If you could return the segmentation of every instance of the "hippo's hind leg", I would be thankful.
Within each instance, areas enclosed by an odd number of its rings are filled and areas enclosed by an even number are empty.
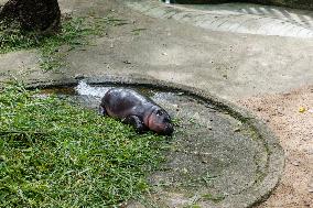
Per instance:
[[[139,119],[139,117],[137,116],[128,116],[122,120],[122,122],[133,125],[136,131],[139,133],[142,133],[147,129],[145,125],[143,124],[143,121]]]
[[[107,116],[108,114],[107,110],[101,105],[99,106],[98,112],[99,112],[100,116]]]

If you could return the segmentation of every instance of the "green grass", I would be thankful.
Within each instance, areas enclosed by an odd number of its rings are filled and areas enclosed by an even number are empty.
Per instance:
[[[68,51],[87,45],[88,36],[101,35],[108,25],[123,25],[125,20],[110,17],[67,18],[62,20],[62,31],[56,35],[39,35],[19,30],[19,25],[0,22],[0,54],[37,48],[40,66],[44,70],[57,69],[65,65]]]
[[[149,191],[166,138],[42,98],[0,94],[0,207],[117,207]]]

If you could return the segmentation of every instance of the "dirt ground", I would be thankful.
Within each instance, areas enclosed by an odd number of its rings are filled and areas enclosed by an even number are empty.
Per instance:
[[[313,207],[313,86],[238,101],[266,120],[285,151],[281,183],[258,208]],[[304,108],[304,112],[300,112]]]

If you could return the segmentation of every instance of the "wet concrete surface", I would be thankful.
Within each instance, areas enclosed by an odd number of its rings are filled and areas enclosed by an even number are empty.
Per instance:
[[[101,97],[112,86],[52,88],[65,99],[97,110]],[[164,152],[166,162],[149,177],[151,194],[128,207],[247,207],[260,200],[260,187],[270,191],[274,183],[263,185],[271,169],[272,144],[261,129],[237,118],[215,101],[192,92],[134,87],[163,107],[173,118],[175,132]],[[227,105],[226,105],[227,106]],[[273,138],[270,138],[273,140]],[[282,171],[282,152],[276,149]],[[276,177],[280,174],[276,173]],[[273,178],[271,178],[273,179]],[[257,190],[257,191],[256,191]],[[259,195],[245,198],[249,195]],[[253,193],[253,194],[252,194]],[[245,201],[242,201],[242,198]]]

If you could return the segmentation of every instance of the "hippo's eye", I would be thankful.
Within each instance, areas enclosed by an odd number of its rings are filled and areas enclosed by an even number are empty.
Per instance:
[[[156,116],[162,116],[162,114],[163,114],[163,112],[161,110],[156,111]]]

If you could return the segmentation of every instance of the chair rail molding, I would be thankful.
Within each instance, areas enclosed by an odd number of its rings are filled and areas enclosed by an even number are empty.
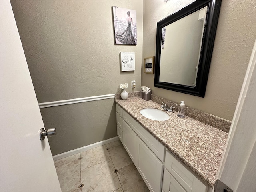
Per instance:
[[[115,98],[115,94],[108,94],[108,95],[98,95],[92,97],[84,97],[82,98],[77,98],[76,99],[67,99],[59,101],[51,101],[44,103],[38,103],[39,108],[59,106],[60,105],[68,105],[74,103],[88,102],[88,101],[102,100],[102,99],[110,99]]]

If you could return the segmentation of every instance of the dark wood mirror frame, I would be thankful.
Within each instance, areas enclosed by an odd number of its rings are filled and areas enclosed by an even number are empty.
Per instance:
[[[157,23],[155,87],[204,97],[221,4],[221,0],[198,0]],[[159,81],[162,28],[206,6],[208,8],[195,86]]]

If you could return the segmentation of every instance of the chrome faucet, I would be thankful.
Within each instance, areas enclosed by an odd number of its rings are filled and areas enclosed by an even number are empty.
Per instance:
[[[174,107],[172,107],[171,106],[169,107],[169,106],[166,106],[166,104],[163,102],[163,105],[161,106],[163,109],[164,109],[166,111],[168,111],[169,112],[173,112],[172,109],[175,108]]]

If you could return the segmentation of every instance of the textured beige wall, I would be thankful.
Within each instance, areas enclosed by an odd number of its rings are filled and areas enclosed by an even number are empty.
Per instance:
[[[143,1],[12,1],[39,103],[140,90]],[[136,46],[114,43],[112,6],[137,10]],[[121,72],[120,52],[135,52]],[[136,81],[132,89],[130,82]],[[53,155],[117,136],[114,99],[41,109]]]
[[[156,23],[193,0],[144,2],[143,58],[155,56]],[[222,0],[205,97],[154,87],[154,74],[142,72],[153,94],[232,120],[256,37],[256,1]]]

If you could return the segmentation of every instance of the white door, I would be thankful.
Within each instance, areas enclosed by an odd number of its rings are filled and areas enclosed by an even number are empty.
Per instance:
[[[0,190],[61,192],[10,1],[0,7]]]
[[[234,192],[256,192],[256,41],[217,176]]]

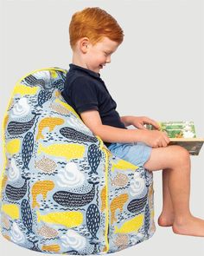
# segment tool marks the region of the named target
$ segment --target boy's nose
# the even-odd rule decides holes
[[[106,63],[111,63],[111,57],[108,57],[107,59],[106,59],[106,62],[105,62]]]

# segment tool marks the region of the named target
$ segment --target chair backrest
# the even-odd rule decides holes
[[[67,72],[35,70],[14,89],[3,121],[2,233],[39,252],[117,252],[154,233],[152,175],[112,155],[64,101]]]

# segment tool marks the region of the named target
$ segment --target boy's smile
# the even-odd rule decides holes
[[[73,53],[73,63],[99,73],[106,63],[111,62],[111,55],[116,51],[119,44],[104,36],[92,45],[87,37],[79,40],[78,50]]]

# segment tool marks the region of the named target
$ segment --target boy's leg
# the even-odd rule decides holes
[[[174,207],[172,204],[169,188],[169,179],[170,170],[163,170],[163,210],[158,219],[158,224],[163,226],[171,226],[174,223]]]
[[[192,216],[189,209],[188,152],[180,146],[152,148],[150,158],[144,167],[149,171],[163,169],[163,172],[169,173],[166,180],[169,190],[164,190],[167,193],[164,197],[168,198],[169,193],[175,213],[173,231],[180,234],[204,236],[204,220]]]

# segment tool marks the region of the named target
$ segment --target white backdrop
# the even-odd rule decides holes
[[[101,70],[120,115],[194,121],[204,137],[204,3],[201,0],[1,0],[0,121],[16,81],[46,67],[68,69],[68,26],[85,7],[100,7],[124,31],[124,43]],[[1,145],[1,170],[3,154]],[[191,209],[204,219],[204,148],[192,156]],[[156,232],[115,255],[203,255],[204,238],[175,234],[157,225],[162,173],[154,173]],[[0,237],[0,253],[37,255]],[[3,254],[2,254],[3,255]]]

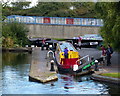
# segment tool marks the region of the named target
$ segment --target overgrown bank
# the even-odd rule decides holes
[[[13,22],[2,24],[2,47],[24,47],[29,43],[28,29],[24,24]]]

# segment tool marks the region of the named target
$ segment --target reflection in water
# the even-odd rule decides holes
[[[58,74],[58,81],[46,84],[30,82],[31,55],[3,53],[3,94],[111,94],[117,86],[90,80],[90,76],[73,77]],[[115,91],[114,91],[115,90]]]

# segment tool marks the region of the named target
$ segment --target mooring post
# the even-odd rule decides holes
[[[95,60],[95,71],[99,71],[99,69],[98,69],[98,60]]]
[[[51,60],[50,63],[51,63],[50,71],[55,71],[55,69],[54,69],[54,60]]]

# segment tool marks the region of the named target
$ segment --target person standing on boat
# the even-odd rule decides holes
[[[64,49],[64,56],[65,56],[65,58],[68,58],[68,48],[67,47],[65,47],[65,49]]]
[[[101,45],[101,49],[102,49],[101,57],[103,58],[103,63],[105,63],[106,49],[105,49],[105,47],[103,45]]]
[[[108,45],[108,48],[107,48],[107,51],[106,51],[106,54],[107,54],[107,66],[110,66],[111,65],[111,57],[112,57],[112,54],[113,54],[113,49],[110,45]]]
[[[42,50],[44,50],[44,46],[45,46],[45,38],[43,38],[43,40],[42,40]]]

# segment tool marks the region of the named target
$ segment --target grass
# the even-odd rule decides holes
[[[120,78],[120,73],[103,73],[102,76],[113,77],[113,78]]]

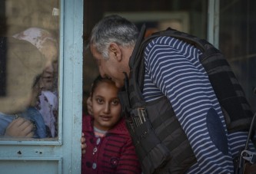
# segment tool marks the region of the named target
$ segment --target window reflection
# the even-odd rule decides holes
[[[56,138],[58,1],[0,4],[0,138]]]

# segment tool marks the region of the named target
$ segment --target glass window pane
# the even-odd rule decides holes
[[[2,140],[58,137],[58,0],[0,0]]]

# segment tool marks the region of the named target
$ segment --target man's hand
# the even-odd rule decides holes
[[[6,128],[5,136],[19,138],[32,138],[34,124],[24,118],[14,120]]]
[[[85,143],[85,134],[82,133],[81,133],[81,154],[85,153],[85,148],[87,147],[86,143]]]

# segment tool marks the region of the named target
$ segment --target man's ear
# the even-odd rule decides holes
[[[114,56],[118,61],[121,60],[121,51],[117,44],[111,43],[108,49],[109,54],[112,54],[112,56]]]

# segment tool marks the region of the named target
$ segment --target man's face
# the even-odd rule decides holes
[[[98,71],[102,77],[111,78],[117,87],[124,86],[125,74],[126,71],[123,61],[118,61],[113,54],[109,54],[108,60],[105,59],[97,50],[91,45],[91,54],[97,62]]]

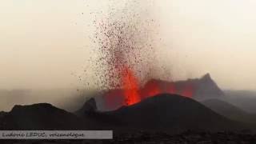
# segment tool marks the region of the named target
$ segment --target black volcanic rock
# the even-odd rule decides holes
[[[50,104],[15,106],[0,118],[1,130],[78,130],[81,119]]]
[[[159,94],[139,103],[102,114],[110,127],[134,130],[236,130],[239,122],[229,120],[201,103],[175,94]],[[117,123],[119,125],[117,126]]]
[[[93,113],[96,110],[97,110],[96,101],[94,98],[91,98],[85,102],[85,104],[80,110],[74,112],[74,114],[78,116],[82,116],[86,114]]]
[[[196,82],[196,87],[194,98],[209,99],[211,98],[219,98],[224,95],[222,90],[210,78],[209,74],[202,77],[198,82]]]
[[[230,119],[247,123],[256,123],[256,114],[249,114],[226,102],[219,99],[210,99],[202,103]]]

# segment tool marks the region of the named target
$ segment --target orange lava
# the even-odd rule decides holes
[[[122,70],[122,76],[126,104],[130,106],[139,102],[141,101],[141,96],[138,93],[139,86],[138,79],[134,76],[133,71],[125,66]]]

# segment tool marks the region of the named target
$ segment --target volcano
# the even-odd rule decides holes
[[[104,92],[103,94],[95,97],[95,100],[99,110],[110,111],[117,110],[122,106],[127,106],[126,98],[129,95],[127,94],[134,95],[133,98],[139,97],[134,99],[134,101],[131,101],[133,102],[131,104],[135,104],[141,100],[163,93],[176,94],[198,101],[224,96],[224,93],[211,78],[210,74],[206,74],[201,78],[186,81],[168,82],[151,79],[139,89],[136,87],[136,90],[110,90]]]
[[[47,103],[14,106],[0,116],[0,130],[78,130],[83,122],[74,114]]]
[[[86,113],[85,113],[86,114]],[[191,98],[162,94],[109,112],[94,112],[86,118],[111,130],[224,130],[242,128],[242,123],[218,114]]]

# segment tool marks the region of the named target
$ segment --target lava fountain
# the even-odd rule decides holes
[[[139,86],[138,79],[134,72],[125,66],[122,73],[122,81],[126,98],[126,104],[130,106],[140,102],[141,96],[139,95]]]

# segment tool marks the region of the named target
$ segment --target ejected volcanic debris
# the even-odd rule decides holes
[[[155,22],[143,6],[135,1],[127,1],[121,9],[110,6],[103,18],[94,21],[94,42],[98,54],[96,74],[101,81],[98,86],[122,89],[126,105],[140,101],[140,85],[155,58]]]

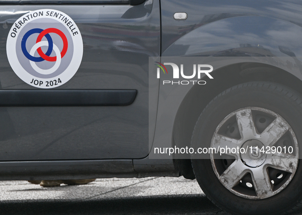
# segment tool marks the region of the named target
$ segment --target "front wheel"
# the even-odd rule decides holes
[[[302,204],[302,98],[280,84],[241,84],[215,97],[198,118],[191,147],[201,189],[237,214],[286,213]],[[215,150],[213,150],[215,149]]]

> [INSTRUCTION]: Could you write out again every line in the stretch from the line containing "door, I would be thankful." through the line containing "[[[234,192],[256,192],[256,41],[217,176]]]", shifting each polygon coordinate by -129 and keeping all other text unchanged?

> [FINAL RESULT]:
If you could return the segmentation of every instance of the white door, I would be thankful.
Within each instance, areas enclosed by an odd number of its rings are filled and areas enclosed by an even number are empty.
Per instance:
[[[-129,61],[-68,63],[-119,-128],[-129,-122]]]
[[[105,63],[127,63],[127,-88],[88,47]]]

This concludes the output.